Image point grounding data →
--------------------------------------------------
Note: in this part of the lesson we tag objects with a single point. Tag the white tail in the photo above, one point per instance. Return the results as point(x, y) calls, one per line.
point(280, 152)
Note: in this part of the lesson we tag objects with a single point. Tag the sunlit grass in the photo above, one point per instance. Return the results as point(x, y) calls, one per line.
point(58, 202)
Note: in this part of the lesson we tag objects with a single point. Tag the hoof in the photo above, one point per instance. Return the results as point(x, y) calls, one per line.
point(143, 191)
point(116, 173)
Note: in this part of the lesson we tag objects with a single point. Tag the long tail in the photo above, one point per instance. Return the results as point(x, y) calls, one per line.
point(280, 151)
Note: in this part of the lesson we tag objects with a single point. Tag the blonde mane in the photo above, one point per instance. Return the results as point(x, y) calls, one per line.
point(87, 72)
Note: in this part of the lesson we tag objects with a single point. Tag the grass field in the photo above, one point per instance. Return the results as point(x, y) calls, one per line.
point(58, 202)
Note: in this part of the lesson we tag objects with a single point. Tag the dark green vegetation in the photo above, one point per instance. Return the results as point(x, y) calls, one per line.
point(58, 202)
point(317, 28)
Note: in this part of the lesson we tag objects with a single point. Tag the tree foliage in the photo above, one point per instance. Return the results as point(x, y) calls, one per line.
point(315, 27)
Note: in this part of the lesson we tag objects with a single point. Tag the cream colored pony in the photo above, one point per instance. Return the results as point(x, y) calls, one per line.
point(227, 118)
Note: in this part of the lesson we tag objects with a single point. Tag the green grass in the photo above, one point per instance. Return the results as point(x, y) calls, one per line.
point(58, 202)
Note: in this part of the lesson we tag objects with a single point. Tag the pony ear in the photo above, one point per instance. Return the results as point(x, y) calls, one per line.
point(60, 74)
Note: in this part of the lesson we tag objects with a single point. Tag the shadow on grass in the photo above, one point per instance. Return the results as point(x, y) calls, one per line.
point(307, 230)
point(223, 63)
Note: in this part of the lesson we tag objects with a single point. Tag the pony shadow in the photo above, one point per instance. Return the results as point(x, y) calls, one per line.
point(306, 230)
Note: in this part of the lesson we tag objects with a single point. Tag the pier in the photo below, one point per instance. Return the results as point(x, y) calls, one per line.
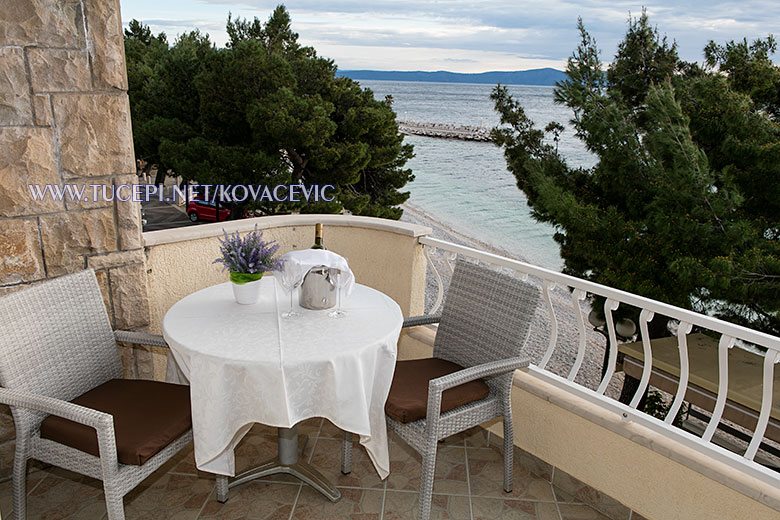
point(445, 131)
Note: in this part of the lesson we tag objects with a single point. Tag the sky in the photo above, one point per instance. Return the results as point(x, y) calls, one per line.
point(467, 36)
--------------------------------------------------
Work order → Retype the data above exactly; pictures are not part of the copy.

Exercise solution →
Note: in this part of the lesson we tag objects with a single point. Tag the white tail in the photo above, one point per instance. Return the results as point(x, y) calls, one per line.
point(280, 152)
Note: in this part of the lesson we tag objects with a single point. Tag the sunlit grass in the photo above, one point per instance. Return the results as point(x, y) calls, one per line.
point(58, 202)
Note: in this part of the lesson we tag objects with a single point. Tag the hoof in the photo above, one point per instance. Return the results as point(x, y) calls, one per line.
point(143, 191)
point(116, 173)
Note: in this part of the lesson we tag objects with a single point. Tag the long tail in the photo above, one point per instance. Return the results as point(x, y) calls, one per line.
point(280, 151)
Note: in this part of the lesson we tag objects with a single point. Tag the blonde mane in the photo above, one point per instance. Return the results as point(x, y) calls, one per line.
point(87, 72)
Note: in this part of the lesson we tag objects with a single point. Tag the grass field in the photo above, one point per instance. Return the results as point(x, y) calls, one per line.
point(58, 202)
Note: in this part of the lesson we tag objects with a single point. Tag the dark green vegetation in the photo above, one point per instance. Return the results as point(x, y) calls, one per line.
point(58, 202)
point(317, 28)
Note: in this part of the lesson we tag objects with a single point. Tag the tree foliage in the photo above, one point per instance. Return the results as point(x, y) calls, one per line.
point(315, 27)
Note: in this part of the lesson we tag objects with a single point. Tag the cream colored pony in the photo above, one point per instance. Return the results as point(x, y) calls, one per line.
point(227, 118)
Note: in this part of the lesson we tag objects with a single point. Tag the green grass in the photo above, one point per instance. Return the results as point(x, y) calls, one per line.
point(58, 202)
Note: in this part of the lesson we tag objects with a single point. Tag the pony ear in the photo above, one point per instance. Return the results as point(x, y) calls, one per line.
point(60, 74)
Note: in this part of the lesson we tag objects with a single point. Tag the shadow on grass in the photo above, one point per instance. Return the results as point(x, y) calls, one per line.
point(307, 230)
point(223, 63)
Note: in this part of the lesson we tag objects with a single point. Tag the pony shadow in the photo above, one point per instance. Return the results as point(x, y) calls, one per line.
point(306, 230)
Note: in this part of the lesson we tag objects with a single point. Tag the pier in the photo below, one point per instance. Return the results as point(x, y) calls, one per line.
point(445, 131)
Note: in this part of the lesson we tag objects with a single point. Tag the sky in the photo above, one point per instance. Return the results as point(x, y) calls, one per line.
point(467, 36)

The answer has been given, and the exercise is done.